TEXTO DE TRABAJO
/---

Hasta quí el texto del sueño. Freud va trabajando el sueño con ella y surge en el decir de Dora:

Ella deambula sola por una dudad extraña, ve calles y plazas.

Freud ahí la interroga por la imagen y ella recuerda que un joven ingeniero le envió una cajita de postales. El deambular por calles extraña la lleva al recuerdo de la visita de un primo, al que llevó a conocer Viena. Freud descarta esto y espera asociaciones. Viene a la memoria de Dora una estadía en Drsde, donde deambuló como extranjera. 

Esa vez deambuló como extranjera, pero desde luego no dejó de visitar la famosa galería. Otro primo que estaba con ellos y conocía Dresde quiso hacer de guía en la recorrida por la galería. Pero ella lo rechazó y fue sola, deteniéndose ante las imágenes que le gustaban. Permaneció dos horas frente a la Sixtina, en una ensoñación calma y admirada. Cuando se le preguntó qué le había gustado tanto en el cuadro, no supo responder nada claro. Al final dijo: «La Madonna».*

[...] en esta primera parte del sueño ella se identifica con un joven. El deambula por el extranjero, se afana por alcanzar una meta, [...] una.. . estación ferroviaria, que por lo demás nos es lícito sustituir por una cajita [Pie de página: «Schachíel», la palabra que emplea Dora en su pregunta para «cajita», es un término peyorativo para «mujer».]

La pregunta a la madre por la llave, que está en sueño, junto a la cajita es metáfora de los genitales femeninos. Un bosque denso, vestíbulo. Freud ubica ahí fantasías de desfloración. En relación a la carta sobre la muerte del padre, Freud recuerda la carta de despedida que ella escribe a su padre, donde quiere horrorizarlo para que él, al temer por la vida de su hija, deje su relación con la sra. K. Esta hija quiere extorsionarlo. 

Freud plantea la manía de venganza. La histérica es maníaca, rencorosa, se pasa tejiendo historias de vengaza. Hasta aquí lo que tomaré del historial en Freud.

Por su parte, Lacan en el seminario III de la psicosis, dice que fundamentalmente la neurosis es una pregunta, una pregunta a nivel simbólico, en el plano del significante. No es una pregunta consciente, sino a nivel simbólico. Dora llega a una pregunta fundamental acerca de su sexo: ¿qué es ser una mujer, qué es un órgano femenino?

\---

CONSIGNA
Escribe la continuación del texto sobre el caso Dora, empezando justo después de su última oración. El listado no hace falta para esta actividad.

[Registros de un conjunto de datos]
/---

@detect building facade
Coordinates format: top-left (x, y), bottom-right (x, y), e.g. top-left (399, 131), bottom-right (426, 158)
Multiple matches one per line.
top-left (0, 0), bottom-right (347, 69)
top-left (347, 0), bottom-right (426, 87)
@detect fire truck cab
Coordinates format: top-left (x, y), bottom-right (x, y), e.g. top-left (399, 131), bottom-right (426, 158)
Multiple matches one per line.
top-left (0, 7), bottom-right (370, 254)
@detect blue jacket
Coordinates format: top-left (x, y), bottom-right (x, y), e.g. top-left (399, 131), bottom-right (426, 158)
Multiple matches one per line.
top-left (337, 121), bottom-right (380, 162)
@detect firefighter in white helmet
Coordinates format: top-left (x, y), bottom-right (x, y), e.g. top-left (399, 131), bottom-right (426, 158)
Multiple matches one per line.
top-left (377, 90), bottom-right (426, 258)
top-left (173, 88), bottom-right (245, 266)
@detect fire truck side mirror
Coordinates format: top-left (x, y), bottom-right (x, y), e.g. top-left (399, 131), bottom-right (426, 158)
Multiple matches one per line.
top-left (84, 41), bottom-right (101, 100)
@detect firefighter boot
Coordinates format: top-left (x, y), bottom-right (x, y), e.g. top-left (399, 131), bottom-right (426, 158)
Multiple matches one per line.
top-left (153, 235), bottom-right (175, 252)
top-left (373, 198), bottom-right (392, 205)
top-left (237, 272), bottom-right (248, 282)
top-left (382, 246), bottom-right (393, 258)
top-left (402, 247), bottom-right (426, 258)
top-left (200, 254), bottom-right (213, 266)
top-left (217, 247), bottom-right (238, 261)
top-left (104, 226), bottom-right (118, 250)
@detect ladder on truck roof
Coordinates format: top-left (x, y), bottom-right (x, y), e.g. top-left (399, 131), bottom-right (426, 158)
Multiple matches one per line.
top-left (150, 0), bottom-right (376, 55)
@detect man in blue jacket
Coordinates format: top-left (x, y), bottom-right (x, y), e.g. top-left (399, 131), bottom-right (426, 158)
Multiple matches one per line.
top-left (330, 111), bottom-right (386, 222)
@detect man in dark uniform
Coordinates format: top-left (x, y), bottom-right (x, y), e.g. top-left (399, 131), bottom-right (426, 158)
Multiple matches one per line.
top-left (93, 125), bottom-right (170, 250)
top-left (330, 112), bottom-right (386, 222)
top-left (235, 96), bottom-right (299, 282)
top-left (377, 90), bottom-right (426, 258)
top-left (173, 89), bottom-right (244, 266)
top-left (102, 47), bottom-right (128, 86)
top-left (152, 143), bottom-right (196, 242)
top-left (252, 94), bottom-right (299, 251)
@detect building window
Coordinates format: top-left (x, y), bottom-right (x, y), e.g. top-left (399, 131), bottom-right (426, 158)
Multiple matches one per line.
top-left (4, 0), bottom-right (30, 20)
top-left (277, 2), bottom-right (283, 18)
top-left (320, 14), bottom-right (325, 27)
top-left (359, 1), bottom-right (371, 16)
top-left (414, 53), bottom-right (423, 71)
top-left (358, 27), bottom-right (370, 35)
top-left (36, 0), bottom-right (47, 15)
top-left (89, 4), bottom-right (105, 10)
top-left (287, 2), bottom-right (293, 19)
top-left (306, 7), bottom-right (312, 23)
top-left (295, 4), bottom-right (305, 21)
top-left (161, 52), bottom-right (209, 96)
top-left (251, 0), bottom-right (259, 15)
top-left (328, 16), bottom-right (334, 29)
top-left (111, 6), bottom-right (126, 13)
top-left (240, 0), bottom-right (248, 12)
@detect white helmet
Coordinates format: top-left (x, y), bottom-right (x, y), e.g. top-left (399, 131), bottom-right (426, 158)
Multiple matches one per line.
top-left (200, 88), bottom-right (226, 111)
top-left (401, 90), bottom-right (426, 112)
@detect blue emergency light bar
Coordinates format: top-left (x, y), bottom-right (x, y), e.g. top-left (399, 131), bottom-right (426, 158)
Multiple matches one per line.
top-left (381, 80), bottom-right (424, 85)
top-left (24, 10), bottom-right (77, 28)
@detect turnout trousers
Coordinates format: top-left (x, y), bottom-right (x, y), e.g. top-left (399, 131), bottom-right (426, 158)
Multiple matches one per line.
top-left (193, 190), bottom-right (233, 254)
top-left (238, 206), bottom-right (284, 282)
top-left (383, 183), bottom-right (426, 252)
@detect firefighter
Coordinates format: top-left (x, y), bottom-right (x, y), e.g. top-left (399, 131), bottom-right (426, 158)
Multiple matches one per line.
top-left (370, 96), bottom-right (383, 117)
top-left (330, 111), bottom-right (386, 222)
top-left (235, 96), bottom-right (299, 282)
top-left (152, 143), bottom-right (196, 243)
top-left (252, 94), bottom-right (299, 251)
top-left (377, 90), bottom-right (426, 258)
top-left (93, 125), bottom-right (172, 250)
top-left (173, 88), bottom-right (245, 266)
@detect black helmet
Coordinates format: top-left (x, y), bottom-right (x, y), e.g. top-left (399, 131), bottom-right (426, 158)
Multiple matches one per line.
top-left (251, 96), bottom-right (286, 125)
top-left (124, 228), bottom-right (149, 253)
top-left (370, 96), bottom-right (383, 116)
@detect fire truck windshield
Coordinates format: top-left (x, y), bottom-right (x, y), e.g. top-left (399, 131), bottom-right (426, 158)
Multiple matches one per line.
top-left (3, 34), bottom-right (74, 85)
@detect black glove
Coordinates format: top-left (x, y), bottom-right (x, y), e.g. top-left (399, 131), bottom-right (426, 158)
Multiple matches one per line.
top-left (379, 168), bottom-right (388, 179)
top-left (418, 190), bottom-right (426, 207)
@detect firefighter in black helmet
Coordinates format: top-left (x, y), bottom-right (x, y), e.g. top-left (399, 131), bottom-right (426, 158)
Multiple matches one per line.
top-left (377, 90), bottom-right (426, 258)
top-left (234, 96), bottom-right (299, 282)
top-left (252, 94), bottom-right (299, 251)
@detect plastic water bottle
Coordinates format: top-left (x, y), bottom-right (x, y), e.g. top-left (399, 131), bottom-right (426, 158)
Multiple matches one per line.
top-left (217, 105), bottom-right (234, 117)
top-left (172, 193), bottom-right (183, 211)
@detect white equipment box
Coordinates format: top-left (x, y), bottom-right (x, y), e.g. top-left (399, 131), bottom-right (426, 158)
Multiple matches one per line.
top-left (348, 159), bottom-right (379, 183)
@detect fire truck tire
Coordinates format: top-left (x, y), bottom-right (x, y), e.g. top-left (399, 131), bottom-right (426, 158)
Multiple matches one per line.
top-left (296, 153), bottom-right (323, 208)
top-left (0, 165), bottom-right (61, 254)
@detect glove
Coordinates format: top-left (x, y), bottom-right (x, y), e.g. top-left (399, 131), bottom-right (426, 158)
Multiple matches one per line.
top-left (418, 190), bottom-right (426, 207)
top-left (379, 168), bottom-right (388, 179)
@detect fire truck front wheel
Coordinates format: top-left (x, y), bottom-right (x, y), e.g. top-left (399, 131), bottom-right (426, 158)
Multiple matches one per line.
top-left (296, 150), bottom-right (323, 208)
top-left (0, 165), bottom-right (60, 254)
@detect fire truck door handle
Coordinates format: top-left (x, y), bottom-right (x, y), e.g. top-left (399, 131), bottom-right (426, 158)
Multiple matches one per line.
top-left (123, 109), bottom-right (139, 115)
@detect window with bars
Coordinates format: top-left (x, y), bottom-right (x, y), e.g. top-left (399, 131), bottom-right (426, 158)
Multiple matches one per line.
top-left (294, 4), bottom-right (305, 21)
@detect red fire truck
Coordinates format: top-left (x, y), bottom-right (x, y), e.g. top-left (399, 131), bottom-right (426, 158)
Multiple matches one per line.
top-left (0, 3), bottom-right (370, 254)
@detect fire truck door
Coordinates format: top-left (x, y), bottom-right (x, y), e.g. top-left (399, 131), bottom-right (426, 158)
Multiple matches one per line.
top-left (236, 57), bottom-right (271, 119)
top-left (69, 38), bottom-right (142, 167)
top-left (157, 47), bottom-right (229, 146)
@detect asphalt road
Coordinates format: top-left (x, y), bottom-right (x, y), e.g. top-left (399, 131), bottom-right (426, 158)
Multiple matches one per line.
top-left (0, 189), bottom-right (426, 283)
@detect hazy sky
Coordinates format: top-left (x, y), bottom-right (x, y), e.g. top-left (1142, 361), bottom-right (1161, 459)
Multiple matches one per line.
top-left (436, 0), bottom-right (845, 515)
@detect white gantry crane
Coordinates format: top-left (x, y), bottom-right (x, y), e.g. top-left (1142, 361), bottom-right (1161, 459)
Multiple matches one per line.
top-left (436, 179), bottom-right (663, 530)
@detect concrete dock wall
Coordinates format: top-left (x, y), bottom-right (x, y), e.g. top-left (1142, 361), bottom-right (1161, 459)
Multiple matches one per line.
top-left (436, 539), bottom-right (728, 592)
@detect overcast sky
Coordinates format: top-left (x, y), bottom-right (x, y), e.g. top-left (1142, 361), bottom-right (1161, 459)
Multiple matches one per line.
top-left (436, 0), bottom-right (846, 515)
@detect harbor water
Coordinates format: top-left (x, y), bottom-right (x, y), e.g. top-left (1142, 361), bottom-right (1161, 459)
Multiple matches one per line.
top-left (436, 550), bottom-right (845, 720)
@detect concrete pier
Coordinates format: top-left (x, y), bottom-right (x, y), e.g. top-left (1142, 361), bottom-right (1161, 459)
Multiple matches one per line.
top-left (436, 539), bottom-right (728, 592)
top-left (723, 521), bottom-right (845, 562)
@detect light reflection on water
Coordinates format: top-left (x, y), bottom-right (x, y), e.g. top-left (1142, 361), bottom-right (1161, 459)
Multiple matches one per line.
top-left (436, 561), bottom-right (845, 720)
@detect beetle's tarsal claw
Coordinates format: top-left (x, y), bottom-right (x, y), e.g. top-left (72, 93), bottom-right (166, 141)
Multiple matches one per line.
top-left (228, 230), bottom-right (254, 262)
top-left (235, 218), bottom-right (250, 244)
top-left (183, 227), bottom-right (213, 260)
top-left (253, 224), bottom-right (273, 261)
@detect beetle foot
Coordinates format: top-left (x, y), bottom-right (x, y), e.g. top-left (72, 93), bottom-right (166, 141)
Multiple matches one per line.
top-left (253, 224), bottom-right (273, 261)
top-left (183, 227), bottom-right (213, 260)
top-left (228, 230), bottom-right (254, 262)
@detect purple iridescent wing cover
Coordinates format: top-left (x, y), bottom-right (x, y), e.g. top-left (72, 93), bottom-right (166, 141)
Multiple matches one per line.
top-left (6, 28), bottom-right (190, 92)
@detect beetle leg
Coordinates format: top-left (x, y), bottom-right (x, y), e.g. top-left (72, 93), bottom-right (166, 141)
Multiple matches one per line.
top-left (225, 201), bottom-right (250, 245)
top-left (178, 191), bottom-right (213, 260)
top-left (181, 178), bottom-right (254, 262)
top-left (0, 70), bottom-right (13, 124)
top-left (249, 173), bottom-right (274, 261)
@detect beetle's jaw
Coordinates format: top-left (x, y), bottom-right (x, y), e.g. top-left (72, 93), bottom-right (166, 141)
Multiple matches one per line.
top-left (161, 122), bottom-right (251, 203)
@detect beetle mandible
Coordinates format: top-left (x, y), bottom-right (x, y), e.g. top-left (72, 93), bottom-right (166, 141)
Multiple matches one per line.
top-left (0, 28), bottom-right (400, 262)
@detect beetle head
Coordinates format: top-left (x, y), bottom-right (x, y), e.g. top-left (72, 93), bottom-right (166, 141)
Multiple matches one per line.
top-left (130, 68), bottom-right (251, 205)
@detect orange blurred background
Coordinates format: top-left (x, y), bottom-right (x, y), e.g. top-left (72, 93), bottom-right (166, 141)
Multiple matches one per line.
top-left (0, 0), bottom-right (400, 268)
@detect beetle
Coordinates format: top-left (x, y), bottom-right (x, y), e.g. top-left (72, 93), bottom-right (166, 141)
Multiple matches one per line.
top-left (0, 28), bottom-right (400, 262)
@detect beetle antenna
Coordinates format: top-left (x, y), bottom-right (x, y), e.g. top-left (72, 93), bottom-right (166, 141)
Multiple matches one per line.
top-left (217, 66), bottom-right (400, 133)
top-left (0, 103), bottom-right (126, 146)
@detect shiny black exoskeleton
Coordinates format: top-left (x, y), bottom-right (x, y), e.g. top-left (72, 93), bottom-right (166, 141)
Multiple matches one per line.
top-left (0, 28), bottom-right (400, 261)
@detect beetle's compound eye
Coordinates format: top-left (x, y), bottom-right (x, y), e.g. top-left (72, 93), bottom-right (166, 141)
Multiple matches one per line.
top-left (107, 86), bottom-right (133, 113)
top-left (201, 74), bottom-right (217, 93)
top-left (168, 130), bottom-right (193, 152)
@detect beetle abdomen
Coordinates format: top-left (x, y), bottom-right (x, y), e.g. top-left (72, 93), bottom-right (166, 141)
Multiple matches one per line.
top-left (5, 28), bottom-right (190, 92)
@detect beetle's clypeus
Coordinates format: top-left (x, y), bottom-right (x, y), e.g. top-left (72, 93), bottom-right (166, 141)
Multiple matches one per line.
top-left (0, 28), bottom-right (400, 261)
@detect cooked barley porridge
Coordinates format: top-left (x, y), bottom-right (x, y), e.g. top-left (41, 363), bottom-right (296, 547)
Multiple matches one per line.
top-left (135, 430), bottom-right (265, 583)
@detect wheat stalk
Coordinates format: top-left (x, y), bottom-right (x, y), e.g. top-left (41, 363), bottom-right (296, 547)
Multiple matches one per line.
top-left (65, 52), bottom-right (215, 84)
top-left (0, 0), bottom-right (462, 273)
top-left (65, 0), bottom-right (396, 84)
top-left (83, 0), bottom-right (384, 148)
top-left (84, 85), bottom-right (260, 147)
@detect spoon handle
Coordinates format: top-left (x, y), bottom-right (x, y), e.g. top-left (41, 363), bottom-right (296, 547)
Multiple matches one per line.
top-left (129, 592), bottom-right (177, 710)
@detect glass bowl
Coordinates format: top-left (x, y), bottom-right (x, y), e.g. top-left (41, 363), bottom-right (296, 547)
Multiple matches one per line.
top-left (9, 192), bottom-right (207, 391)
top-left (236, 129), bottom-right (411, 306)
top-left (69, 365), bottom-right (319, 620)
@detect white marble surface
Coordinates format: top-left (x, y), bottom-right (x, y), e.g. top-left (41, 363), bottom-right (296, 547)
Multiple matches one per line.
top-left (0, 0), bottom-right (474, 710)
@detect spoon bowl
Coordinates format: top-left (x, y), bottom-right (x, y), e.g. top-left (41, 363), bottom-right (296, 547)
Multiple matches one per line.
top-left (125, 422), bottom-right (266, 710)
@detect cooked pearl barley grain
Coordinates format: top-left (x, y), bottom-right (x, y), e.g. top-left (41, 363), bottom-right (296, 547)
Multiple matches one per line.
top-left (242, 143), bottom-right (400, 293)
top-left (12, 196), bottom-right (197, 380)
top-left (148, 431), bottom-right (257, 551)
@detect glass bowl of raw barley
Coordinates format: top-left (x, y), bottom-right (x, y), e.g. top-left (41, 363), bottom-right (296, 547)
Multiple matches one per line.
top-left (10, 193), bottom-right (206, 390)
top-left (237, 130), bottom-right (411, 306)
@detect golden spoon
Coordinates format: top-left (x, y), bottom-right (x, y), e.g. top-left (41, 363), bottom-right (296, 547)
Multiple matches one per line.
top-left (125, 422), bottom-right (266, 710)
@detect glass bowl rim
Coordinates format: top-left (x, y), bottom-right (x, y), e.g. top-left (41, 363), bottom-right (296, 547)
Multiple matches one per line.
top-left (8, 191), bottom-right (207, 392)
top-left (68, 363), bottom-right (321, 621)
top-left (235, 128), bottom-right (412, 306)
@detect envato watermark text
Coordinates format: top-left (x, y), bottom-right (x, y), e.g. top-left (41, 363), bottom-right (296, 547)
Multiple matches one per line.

\---

RESPUESTA
Lacan dice que Freud se equivoca por estar demasiado centrado en la relación de objeto. Cree en la muchacha para el muchacho y se pierde la duplicidad en la que está implicada Dora. Dora está identificada al sr. K como lugar de la potencia. Se da siempre la identificación al padre, pero en el caso de Dora es un padre impotente, muy enfermo. Por eso toma al sr. K en el lugar de la potencia paterna. Por eso Dora se identifica a él y la sra. K es el objeto que le interesa. No le interesa el sr. K, sino que se identifica con él. Dora está capturada en ese cuarteto: ella, su padre, el sr y la sra K. 

¿Qué es ser una mujer? es una pregunta que trae el sueño. No hay simbolización del sexo de la mujer, porque no hay simbolización de la vagina. Lo imaginario proporciona una ausencia donde del otro lado hay un símbolo muy prevalente, que es el falo. La turgencia, lo prevalente... En la realización del complejo de Edipo, la mujer toma el rodeo de la identificación al padre. Dora se identifica al sr. K porque él reprsenta el lugar de la potencia que su padre carece.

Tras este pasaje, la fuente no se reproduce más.